■ RECORDED INFORMATION:
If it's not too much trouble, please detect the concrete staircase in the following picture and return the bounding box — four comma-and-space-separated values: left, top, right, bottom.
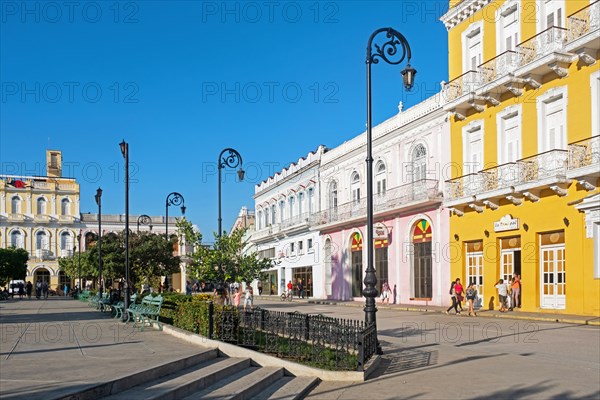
67, 348, 319, 400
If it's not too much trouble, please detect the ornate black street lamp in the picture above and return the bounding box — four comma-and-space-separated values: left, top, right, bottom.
120, 140, 130, 321
95, 187, 103, 299
137, 214, 152, 233
165, 192, 185, 241
76, 231, 82, 291
217, 148, 245, 238
365, 28, 416, 355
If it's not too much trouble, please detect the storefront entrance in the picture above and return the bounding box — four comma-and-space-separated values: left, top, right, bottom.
292, 267, 313, 298
260, 270, 278, 295
540, 231, 566, 309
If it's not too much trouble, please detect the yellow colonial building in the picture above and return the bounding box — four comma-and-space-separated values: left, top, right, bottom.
0, 150, 82, 290
441, 0, 599, 315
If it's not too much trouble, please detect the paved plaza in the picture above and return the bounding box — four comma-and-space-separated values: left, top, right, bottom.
1, 297, 599, 399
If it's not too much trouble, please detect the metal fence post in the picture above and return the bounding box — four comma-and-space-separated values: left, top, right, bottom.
357, 330, 365, 372
208, 301, 214, 339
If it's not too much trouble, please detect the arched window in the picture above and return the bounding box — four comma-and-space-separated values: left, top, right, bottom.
61, 198, 71, 215
308, 188, 314, 214
375, 161, 387, 196
264, 207, 269, 226
10, 230, 24, 248
412, 144, 427, 182
329, 181, 338, 211
271, 205, 276, 225
279, 200, 285, 223
11, 196, 20, 214
37, 197, 47, 215
298, 192, 304, 216
257, 210, 263, 230
288, 196, 295, 219
351, 172, 361, 205
36, 231, 49, 250
60, 231, 72, 250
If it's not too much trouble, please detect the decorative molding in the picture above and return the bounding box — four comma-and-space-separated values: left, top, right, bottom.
523, 191, 540, 202
441, 0, 493, 31
578, 180, 597, 192
550, 185, 568, 196
482, 200, 499, 210
469, 203, 484, 213
506, 195, 523, 205
576, 48, 597, 66
548, 62, 569, 78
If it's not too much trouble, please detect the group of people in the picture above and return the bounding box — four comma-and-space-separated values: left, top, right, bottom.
285, 279, 306, 299
446, 278, 478, 317
495, 274, 521, 312
185, 280, 255, 311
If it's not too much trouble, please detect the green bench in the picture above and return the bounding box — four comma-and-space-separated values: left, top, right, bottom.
126, 295, 164, 331
112, 293, 137, 319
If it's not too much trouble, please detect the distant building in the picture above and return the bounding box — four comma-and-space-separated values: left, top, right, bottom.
231, 206, 255, 233
0, 150, 189, 293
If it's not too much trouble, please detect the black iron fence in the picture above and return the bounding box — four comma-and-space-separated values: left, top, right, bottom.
207, 303, 377, 371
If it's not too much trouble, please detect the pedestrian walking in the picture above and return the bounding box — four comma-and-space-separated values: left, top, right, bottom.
233, 287, 241, 308
35, 280, 42, 299
257, 281, 263, 295
446, 280, 460, 315
454, 278, 464, 312
26, 281, 32, 299
42, 281, 49, 299
297, 280, 304, 299
466, 283, 477, 316
243, 284, 254, 311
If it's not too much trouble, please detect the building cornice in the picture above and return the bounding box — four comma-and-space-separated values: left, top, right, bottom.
440, 0, 492, 31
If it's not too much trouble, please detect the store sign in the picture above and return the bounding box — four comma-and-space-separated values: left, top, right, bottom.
494, 214, 519, 232
373, 223, 389, 240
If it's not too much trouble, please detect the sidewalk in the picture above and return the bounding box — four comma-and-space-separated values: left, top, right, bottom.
255, 295, 600, 326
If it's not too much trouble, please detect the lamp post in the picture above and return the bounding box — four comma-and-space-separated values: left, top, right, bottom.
76, 231, 82, 292
165, 192, 185, 241
137, 214, 152, 233
365, 28, 415, 355
120, 140, 130, 321
217, 148, 245, 238
95, 188, 103, 299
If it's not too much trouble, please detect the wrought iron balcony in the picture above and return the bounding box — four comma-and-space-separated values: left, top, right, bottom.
516, 26, 569, 72
280, 212, 311, 230
569, 135, 600, 170
478, 50, 519, 86
312, 179, 440, 226
446, 150, 569, 204
445, 70, 481, 102
567, 0, 600, 43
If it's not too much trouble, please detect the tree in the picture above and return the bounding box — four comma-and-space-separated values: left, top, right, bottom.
188, 228, 273, 285
0, 247, 29, 286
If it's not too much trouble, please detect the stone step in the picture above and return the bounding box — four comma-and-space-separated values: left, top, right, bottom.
67, 348, 219, 399
182, 366, 285, 400
103, 357, 252, 400
252, 376, 321, 400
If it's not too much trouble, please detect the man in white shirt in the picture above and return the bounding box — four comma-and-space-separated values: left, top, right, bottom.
495, 279, 508, 312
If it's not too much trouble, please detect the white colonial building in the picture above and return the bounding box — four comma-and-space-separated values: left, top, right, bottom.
251, 146, 327, 297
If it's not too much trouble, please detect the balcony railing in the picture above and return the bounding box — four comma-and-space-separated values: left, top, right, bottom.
517, 149, 568, 184
517, 26, 568, 68
446, 150, 568, 201
8, 213, 24, 221
445, 70, 481, 102
34, 215, 50, 223
60, 249, 74, 258
478, 51, 518, 86
567, 0, 600, 42
313, 179, 440, 226
57, 183, 78, 191
568, 135, 600, 170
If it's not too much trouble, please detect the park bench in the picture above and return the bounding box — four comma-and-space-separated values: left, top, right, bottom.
126, 295, 164, 331
88, 292, 109, 310
112, 293, 137, 319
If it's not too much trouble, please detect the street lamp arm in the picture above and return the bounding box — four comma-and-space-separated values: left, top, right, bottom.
218, 148, 243, 169
166, 192, 185, 207
367, 27, 412, 66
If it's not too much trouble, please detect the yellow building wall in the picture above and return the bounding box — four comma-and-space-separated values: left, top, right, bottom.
446, 0, 599, 316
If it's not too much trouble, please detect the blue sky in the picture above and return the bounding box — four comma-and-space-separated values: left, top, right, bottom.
0, 0, 449, 239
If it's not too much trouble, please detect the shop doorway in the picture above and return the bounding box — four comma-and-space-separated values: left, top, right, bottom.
350, 232, 363, 298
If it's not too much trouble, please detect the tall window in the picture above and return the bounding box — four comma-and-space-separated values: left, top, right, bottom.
497, 1, 519, 53
60, 231, 72, 250
289, 196, 295, 219
298, 192, 304, 216
257, 210, 263, 229
61, 198, 70, 215
279, 200, 285, 223
264, 208, 269, 227
411, 144, 427, 182
466, 241, 484, 308
308, 188, 314, 214
37, 197, 47, 215
351, 172, 360, 205
539, 0, 564, 31
36, 231, 49, 250
329, 181, 338, 211
11, 196, 21, 214
463, 22, 483, 72
463, 122, 484, 174
497, 106, 522, 164
271, 205, 276, 225
351, 232, 363, 297
10, 230, 24, 248
537, 88, 567, 153
375, 162, 387, 196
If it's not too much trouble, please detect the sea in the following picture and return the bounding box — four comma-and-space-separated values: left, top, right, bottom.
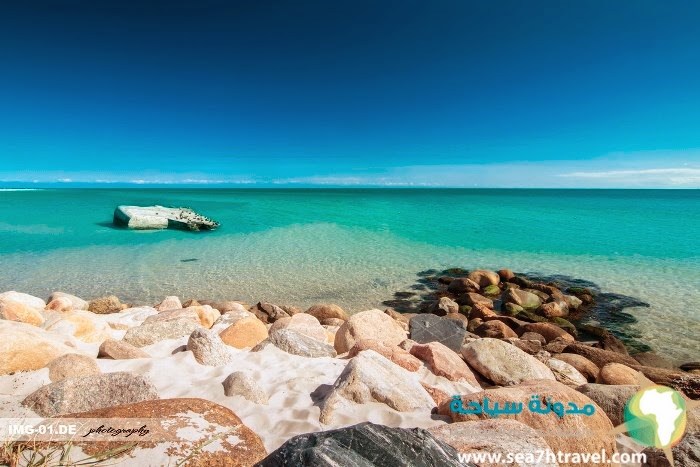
0, 188, 698, 363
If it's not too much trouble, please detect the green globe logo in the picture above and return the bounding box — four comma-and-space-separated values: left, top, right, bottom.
624, 385, 687, 448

■ YOUR ASSIGNMENT:
Could you output all the entries above exactly as written, leaving out the pictures?

■ SOLUTION:
If it's not too much trouble, please detect the concrete staircase in the following picture and return the bounding box — four comma-and-space-separated values: left, top, right, bottom.
67, 348, 319, 400
If it's not too much trouble, please detect the ornate black street lamp in the picture above and return the bounding box — four comma-and-space-separated values: left, top, right, bottom.
120, 140, 130, 321
95, 187, 103, 299
137, 214, 152, 233
165, 192, 185, 241
76, 231, 82, 291
217, 148, 245, 238
365, 28, 416, 355
If it's not too much trouble, please detect the storefront entrance in the picture above and return the bounding box — four comma-and-space-separated values: left, top, right, bottom.
292, 267, 313, 298
260, 270, 278, 295
540, 231, 566, 309
If it's not too much trouble, please detect the yellow colonial building in the picture above and return the bounding box — four comma-and-space-separated values: left, top, right, bottom.
0, 150, 82, 290
441, 0, 599, 315
If it's not too much trouble, please detect the paved plaza in the picture above and return the bounding box — four comma-and-space-separated values: left, top, right, bottom.
1, 297, 599, 399
If it's not too much trouble, please detect the metal fence post in the picture above and return the bounding box — four comma-and-space-separated values: left, top, right, bottom.
357, 330, 365, 372
208, 301, 214, 339
If it's not too much trouble, please detect the arched window in the picture above and return the bounding box — four comma-and-space-separated values: left, top, right, bottom.
61, 198, 71, 215
308, 188, 314, 214
375, 161, 387, 196
264, 207, 269, 226
10, 230, 24, 248
412, 144, 427, 182
329, 181, 338, 211
271, 205, 276, 225
279, 200, 285, 223
11, 196, 20, 214
37, 197, 47, 215
298, 192, 304, 216
257, 210, 263, 230
288, 196, 295, 219
351, 172, 361, 205
36, 231, 49, 250
60, 231, 72, 250
If it's not too much trouble, please detect the decorative molding in the picture above and return the bounding box — four comma-and-space-separated values: left, top, right, bottom.
523, 191, 540, 202
441, 0, 493, 31
578, 180, 597, 192
550, 185, 568, 196
482, 200, 499, 210
469, 203, 484, 213
506, 195, 523, 205
576, 48, 597, 66
548, 62, 569, 78
If it's not too much trouble, please detect the group of people in the picture above and return the bounding box — four comma-and-space-separated values: left, top, right, bottom.
285, 279, 306, 299
446, 278, 478, 317
495, 274, 521, 312
185, 280, 255, 311
If it's not too much trouble, please detect the green bench in the picture above and return the bounding box — four comma-and-space-separated values: left, top, right, bottom.
126, 295, 164, 331
112, 293, 137, 319
If it's not too much trouble, please detect the distant building in the picture above and return the bounding box — four comma-and-space-separated values: left, top, right, bottom.
231, 206, 255, 233
0, 150, 189, 293
If it's not too much trouble, please detect the black iron fence in the picture above and return the bounding box — four comma-and-space-separated values: left, top, right, bottom.
207, 303, 377, 371
If it's not too much trouble, please detect the pedestrian walking in the picture above and return the bounding box — four comma-and-space-separated values: left, top, right, bottom.
233, 287, 241, 308
35, 280, 42, 299
257, 281, 263, 295
446, 280, 460, 315
454, 278, 464, 312
26, 281, 32, 299
42, 281, 49, 299
297, 280, 304, 299
466, 283, 477, 316
243, 284, 254, 311
If it's not too much trouble, please detect the building cornice in the picture above and return the bounding box — four comma-and-space-separated values: left, top, right, bottom.
440, 0, 492, 31
If it's not too much trouble, please detect the store sign in the picture above and return the bounding box — four comma-and-space-separated values: left, top, right, bottom.
494, 214, 519, 232
373, 223, 389, 240
If it's not too much trouble, please detect the sidewalk in the picture above and return the bounding box — four comma-and-space-separated values: left, top, right, bottom.
255, 295, 600, 326
If it's not too much trouble, please detect the lamp post in the picture above and return the bounding box — four comma-and-space-separated values: left, top, right, bottom.
76, 231, 82, 292
165, 192, 185, 241
137, 214, 152, 233
365, 28, 415, 355
120, 140, 130, 321
217, 148, 245, 238
95, 188, 103, 299
If it's not too much trouble, please detect the wrought iron balcony in the picture above and return the bounding box — four comma-and-space-separated values: left, top, right, bottom.
516, 26, 569, 72
280, 212, 311, 230
569, 135, 600, 170
478, 50, 519, 86
312, 179, 440, 226
446, 150, 569, 204
445, 70, 481, 102
567, 0, 600, 43
If it's not too much trouble, please detect the tree in the picture above and return the bounding box — four comma-and-space-separated values: left, top, right, bottom.
188, 228, 273, 285
0, 247, 29, 286
If it's not too much trouble, please detect the stone step in the picture above and return the bounding box — four comma-and-space-separated values: left, top, right, bottom.
67, 348, 219, 399
182, 366, 285, 400
103, 357, 252, 400
252, 376, 321, 400
If it's not too much trouble, please detect the man in white shirt in the picture above and return the bounding box — four comma-and-space-separated values: left, top, right, bottom.
495, 279, 508, 312
If it's not too much trouble, please detect the white colonial building in the picture above and return the bounding box — four comma-and-space-separated values: left, top, right, bottom.
251, 146, 327, 297
If it's not too much trouble, please detect the balcony railing in the picture above and return the bounding box — four comma-and-space-separated values: left, top, right, bottom.
517, 149, 568, 184
517, 26, 568, 68
446, 150, 568, 201
8, 213, 24, 221
445, 70, 481, 102
34, 215, 50, 223
60, 249, 74, 258
478, 51, 518, 86
567, 0, 600, 42
313, 179, 440, 226
57, 183, 78, 191
568, 135, 600, 170
If it's not too much trouble, please detect the park bench in the picture above and return the bounding box — four comma-and-space-separated values: left, top, right, bottom.
126, 295, 164, 331
88, 292, 109, 310
112, 293, 137, 319
If it's not too much trouble, please detect the street lamp arm in the picture above and return the bounding box — four comma-and-space-separated values: left, top, right, bottom.
218, 148, 243, 169
166, 192, 185, 207
367, 27, 412, 66
If it's not too much trouble, please detect the yellow building wall in the picture above and return the bounding box — four comma-and-space-separated values: left, top, right, bottom.
446, 0, 599, 316
If it's not too much trouble, please detect the blue sky in the picture above and return the bounding box — four comma-and-space-separated values: left, top, right, bottom.
0, 0, 449, 239
If it's not too much trouble, please detect the shop doorway in the picture above and return the bounding box — four comma-and-space-separated values: left, top, right, bottom.
350, 232, 363, 298
If it's not too much trouble, please detect the tall window in the picture above and return the bounding box — four comma-and-space-separated values: left, top, right, bottom.
497, 1, 519, 53
60, 231, 72, 250
289, 196, 295, 219
298, 192, 304, 216
257, 210, 263, 229
61, 198, 70, 215
279, 200, 285, 223
264, 208, 269, 227
411, 144, 427, 182
466, 241, 484, 308
308, 188, 314, 214
37, 197, 47, 215
351, 172, 360, 205
539, 0, 564, 31
36, 231, 49, 250
329, 181, 338, 211
11, 196, 21, 214
463, 22, 483, 72
463, 122, 484, 174
497, 106, 522, 164
271, 205, 276, 225
351, 232, 363, 297
10, 230, 24, 248
537, 88, 567, 153
375, 162, 387, 196
If it's not too much trouble, please detect the sea in the following picture and return the bounding box — four comma-and-space-separated values: left, top, right, bottom.
0, 188, 698, 363
If it's not too much trouble, please detect the green globe logo in the picture above and return the bounding box — four comma-and-space-separated values: left, top, right, bottom.
624, 385, 687, 448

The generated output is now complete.